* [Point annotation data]
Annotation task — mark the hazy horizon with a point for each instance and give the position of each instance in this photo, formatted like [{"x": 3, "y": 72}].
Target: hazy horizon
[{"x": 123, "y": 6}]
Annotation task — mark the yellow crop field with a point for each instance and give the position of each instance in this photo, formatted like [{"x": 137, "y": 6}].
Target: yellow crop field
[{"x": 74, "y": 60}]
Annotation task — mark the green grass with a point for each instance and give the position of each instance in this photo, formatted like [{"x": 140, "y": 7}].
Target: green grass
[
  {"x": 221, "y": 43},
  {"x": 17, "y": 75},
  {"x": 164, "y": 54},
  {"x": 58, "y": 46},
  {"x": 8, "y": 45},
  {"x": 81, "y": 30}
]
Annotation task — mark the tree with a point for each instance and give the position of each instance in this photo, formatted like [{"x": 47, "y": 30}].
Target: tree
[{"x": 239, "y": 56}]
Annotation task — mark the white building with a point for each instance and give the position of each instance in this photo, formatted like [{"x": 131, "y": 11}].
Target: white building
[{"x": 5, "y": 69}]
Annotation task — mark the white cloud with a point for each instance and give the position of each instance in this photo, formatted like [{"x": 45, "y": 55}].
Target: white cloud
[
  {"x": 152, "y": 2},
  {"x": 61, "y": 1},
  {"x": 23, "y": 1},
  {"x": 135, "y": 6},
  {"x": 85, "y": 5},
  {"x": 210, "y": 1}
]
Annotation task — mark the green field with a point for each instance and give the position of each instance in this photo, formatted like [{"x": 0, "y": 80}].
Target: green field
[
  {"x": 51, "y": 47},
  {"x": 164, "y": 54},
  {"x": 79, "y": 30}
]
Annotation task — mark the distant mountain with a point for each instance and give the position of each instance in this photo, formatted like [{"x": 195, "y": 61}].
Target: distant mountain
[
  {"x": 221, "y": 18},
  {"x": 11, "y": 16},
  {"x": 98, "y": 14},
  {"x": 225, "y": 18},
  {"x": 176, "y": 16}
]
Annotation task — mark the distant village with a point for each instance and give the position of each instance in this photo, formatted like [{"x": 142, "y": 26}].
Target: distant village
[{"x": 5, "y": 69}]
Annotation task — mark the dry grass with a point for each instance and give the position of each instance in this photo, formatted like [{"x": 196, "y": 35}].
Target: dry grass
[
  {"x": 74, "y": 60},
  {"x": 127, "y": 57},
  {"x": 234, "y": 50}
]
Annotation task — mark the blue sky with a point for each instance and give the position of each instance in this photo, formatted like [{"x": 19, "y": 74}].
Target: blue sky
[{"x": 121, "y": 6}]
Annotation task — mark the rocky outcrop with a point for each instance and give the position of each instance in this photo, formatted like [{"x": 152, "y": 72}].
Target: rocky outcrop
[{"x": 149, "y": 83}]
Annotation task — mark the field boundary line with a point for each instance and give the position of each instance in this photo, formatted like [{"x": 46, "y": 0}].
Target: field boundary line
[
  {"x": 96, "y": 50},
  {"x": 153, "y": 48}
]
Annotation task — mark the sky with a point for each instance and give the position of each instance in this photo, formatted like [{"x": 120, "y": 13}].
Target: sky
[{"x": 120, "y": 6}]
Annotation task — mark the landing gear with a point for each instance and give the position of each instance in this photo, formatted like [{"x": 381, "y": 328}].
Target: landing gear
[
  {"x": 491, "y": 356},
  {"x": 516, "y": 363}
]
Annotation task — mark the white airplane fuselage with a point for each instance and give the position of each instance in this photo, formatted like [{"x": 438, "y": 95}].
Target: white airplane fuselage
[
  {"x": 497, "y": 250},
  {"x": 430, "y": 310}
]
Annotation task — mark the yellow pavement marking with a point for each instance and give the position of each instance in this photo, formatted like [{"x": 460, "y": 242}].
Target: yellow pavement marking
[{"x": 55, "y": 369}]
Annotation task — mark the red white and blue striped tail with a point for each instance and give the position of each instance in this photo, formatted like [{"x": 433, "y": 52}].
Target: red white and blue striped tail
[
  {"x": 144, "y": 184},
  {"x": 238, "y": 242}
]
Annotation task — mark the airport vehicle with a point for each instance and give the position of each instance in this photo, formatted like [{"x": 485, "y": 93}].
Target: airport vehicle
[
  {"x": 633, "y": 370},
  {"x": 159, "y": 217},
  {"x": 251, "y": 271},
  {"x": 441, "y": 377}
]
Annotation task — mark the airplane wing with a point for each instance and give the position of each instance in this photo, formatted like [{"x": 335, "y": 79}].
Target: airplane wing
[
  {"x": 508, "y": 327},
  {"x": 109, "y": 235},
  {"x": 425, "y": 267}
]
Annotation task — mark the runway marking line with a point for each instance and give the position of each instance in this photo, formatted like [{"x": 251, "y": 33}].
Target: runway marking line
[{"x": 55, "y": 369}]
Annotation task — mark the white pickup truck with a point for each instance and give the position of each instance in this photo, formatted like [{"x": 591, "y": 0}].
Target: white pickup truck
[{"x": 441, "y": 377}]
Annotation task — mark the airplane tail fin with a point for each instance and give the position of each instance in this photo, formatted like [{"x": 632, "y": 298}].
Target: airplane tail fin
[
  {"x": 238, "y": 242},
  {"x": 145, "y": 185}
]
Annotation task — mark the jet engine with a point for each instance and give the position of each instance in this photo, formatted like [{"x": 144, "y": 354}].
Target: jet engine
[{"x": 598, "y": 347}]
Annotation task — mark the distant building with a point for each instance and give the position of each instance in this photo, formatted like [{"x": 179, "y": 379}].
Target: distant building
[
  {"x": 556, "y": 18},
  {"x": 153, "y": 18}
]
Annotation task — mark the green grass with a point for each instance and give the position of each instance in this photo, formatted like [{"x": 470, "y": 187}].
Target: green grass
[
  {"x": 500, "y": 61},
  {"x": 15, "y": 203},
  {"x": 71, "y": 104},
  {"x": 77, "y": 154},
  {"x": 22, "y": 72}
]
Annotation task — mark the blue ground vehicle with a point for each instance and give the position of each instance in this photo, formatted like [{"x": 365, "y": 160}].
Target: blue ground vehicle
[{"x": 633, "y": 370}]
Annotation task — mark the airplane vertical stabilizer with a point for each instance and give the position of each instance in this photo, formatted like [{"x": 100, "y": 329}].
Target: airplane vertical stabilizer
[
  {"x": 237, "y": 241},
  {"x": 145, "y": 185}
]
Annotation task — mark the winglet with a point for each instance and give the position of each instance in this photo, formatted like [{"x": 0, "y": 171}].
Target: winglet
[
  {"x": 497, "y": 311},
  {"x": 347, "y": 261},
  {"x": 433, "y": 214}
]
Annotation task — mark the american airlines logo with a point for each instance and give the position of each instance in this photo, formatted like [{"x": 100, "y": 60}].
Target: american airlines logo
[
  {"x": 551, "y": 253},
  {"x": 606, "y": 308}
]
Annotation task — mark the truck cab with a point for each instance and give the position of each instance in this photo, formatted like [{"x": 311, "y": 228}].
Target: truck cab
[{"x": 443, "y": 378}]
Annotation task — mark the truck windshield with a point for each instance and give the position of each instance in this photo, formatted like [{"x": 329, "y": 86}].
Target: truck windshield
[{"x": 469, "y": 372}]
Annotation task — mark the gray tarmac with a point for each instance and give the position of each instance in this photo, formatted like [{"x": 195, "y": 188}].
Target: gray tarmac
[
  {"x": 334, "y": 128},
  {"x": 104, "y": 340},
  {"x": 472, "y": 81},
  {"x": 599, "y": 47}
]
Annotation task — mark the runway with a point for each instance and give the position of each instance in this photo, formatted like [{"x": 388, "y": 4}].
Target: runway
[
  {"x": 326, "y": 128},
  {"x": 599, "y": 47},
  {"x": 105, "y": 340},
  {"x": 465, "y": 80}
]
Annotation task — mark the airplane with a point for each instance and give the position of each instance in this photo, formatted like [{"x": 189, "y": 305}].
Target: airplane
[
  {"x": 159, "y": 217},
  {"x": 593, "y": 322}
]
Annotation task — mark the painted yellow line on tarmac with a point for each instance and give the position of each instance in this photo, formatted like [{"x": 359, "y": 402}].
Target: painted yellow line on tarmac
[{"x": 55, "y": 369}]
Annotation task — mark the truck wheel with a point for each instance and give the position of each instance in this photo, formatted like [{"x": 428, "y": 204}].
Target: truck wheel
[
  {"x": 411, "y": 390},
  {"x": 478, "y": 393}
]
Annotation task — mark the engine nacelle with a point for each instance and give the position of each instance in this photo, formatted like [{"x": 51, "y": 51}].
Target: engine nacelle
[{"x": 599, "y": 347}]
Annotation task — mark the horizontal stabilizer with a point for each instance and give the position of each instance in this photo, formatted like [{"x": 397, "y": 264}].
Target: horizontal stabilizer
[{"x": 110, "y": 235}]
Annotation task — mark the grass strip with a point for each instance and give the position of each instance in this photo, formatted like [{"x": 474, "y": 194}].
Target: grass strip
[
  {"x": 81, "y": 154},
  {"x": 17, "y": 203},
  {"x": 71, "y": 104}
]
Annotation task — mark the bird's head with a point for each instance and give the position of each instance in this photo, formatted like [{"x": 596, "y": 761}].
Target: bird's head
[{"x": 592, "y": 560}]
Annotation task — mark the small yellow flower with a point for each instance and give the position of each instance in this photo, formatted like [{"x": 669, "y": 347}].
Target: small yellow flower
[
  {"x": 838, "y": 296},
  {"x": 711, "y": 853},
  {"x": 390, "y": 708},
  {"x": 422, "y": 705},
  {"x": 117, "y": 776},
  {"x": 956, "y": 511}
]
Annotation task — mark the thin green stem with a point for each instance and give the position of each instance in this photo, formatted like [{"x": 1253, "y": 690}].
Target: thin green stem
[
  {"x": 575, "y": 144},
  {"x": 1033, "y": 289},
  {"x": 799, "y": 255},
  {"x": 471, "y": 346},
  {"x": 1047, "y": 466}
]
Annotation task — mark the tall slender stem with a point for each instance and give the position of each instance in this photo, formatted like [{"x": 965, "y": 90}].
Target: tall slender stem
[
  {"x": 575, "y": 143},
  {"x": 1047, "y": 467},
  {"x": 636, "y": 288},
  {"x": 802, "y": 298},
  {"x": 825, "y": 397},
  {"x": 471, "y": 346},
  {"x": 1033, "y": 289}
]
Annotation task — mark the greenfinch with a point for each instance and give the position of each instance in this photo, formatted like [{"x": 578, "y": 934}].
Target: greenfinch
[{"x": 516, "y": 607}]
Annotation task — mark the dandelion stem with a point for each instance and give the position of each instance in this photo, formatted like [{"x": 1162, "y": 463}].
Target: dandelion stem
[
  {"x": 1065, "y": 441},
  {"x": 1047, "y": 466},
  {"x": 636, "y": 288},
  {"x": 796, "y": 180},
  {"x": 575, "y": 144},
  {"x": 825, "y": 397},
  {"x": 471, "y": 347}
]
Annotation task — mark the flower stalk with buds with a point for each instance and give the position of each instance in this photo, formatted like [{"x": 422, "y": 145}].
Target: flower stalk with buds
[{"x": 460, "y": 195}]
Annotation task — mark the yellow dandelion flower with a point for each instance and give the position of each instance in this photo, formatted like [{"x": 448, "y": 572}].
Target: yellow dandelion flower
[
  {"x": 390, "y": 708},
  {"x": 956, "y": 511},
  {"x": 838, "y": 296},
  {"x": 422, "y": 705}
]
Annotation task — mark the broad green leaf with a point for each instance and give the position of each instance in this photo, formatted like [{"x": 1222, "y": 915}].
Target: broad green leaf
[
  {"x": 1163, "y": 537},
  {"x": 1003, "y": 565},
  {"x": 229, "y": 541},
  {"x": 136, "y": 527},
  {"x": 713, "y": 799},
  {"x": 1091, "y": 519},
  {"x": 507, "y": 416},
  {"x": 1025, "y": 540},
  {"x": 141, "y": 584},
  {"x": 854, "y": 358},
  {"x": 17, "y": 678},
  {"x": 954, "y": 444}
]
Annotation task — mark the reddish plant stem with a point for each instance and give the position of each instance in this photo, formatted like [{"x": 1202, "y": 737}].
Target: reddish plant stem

* [WORK TO COMPLETE] Could you retype, word for word, the rows above from the line containing "Annotation task — mark the reddish" through the end?

* [EXERCISE RESULT]
Annotation task — mark the reddish plant stem with a point for each instance and give the position of each instance in this photo, formatted like [{"x": 1202, "y": 737}].
Target: reddish plant stem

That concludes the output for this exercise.